Goal of the exercise =>
Wherever the string "metal" turns up in the data, copy the whole line.

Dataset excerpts
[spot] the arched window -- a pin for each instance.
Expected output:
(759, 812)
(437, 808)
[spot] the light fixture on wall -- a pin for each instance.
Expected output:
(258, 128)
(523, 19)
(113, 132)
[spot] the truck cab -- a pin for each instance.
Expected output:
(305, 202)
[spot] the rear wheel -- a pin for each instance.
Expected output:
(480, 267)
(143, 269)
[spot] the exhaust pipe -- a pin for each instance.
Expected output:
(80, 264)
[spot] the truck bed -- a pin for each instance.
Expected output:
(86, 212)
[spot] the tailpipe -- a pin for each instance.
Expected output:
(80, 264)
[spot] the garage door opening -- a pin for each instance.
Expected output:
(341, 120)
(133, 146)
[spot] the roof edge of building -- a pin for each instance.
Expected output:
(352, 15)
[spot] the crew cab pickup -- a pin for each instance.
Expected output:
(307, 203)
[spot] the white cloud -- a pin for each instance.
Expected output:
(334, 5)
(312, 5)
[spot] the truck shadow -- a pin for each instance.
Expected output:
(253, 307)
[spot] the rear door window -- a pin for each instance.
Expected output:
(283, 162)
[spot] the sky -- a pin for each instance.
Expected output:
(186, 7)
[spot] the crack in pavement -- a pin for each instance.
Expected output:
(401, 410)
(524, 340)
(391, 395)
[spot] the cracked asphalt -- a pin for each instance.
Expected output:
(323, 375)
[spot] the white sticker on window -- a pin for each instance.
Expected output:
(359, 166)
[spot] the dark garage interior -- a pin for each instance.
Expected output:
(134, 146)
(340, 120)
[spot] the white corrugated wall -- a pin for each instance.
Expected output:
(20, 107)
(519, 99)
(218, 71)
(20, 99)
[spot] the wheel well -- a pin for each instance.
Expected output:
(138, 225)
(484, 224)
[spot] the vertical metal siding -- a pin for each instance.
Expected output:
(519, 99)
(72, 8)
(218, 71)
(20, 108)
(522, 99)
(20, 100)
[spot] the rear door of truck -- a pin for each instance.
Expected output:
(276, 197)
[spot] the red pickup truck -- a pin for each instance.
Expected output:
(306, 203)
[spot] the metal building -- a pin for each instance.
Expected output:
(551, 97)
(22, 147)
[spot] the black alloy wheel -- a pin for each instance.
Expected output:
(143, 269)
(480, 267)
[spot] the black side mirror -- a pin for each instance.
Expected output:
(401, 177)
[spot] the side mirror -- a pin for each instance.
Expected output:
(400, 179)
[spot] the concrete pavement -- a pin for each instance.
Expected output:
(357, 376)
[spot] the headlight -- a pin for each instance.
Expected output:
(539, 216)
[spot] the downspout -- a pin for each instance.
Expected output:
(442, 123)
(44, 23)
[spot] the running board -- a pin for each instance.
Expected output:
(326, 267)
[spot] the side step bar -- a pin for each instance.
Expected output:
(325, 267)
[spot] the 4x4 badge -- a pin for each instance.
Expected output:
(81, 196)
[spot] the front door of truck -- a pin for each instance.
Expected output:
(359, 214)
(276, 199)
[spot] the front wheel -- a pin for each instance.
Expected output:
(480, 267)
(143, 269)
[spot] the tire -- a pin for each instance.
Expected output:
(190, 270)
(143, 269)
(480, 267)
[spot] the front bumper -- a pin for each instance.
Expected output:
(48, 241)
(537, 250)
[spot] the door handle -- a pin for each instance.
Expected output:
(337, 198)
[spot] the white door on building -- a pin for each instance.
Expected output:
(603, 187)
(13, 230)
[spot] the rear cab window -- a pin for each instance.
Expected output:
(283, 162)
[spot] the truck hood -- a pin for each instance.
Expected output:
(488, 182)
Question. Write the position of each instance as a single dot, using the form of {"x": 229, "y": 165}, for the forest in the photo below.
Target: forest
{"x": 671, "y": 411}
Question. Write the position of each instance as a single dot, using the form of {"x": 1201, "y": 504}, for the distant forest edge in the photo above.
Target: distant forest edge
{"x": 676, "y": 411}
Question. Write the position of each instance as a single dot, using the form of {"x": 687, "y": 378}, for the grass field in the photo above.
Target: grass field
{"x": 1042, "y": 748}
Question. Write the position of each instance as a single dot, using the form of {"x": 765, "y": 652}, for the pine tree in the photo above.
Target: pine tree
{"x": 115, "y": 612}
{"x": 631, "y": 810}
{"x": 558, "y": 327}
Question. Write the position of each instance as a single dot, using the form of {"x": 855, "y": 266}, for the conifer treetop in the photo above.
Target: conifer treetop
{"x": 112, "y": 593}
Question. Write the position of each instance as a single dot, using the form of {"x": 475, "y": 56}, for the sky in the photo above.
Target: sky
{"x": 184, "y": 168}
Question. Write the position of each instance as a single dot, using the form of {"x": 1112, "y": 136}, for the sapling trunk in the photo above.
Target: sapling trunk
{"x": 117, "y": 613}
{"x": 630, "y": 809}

Solution below =>
[spot] the vertical metal siding -- a pin for each instance.
[spot] the metal building -- a pin for each instance.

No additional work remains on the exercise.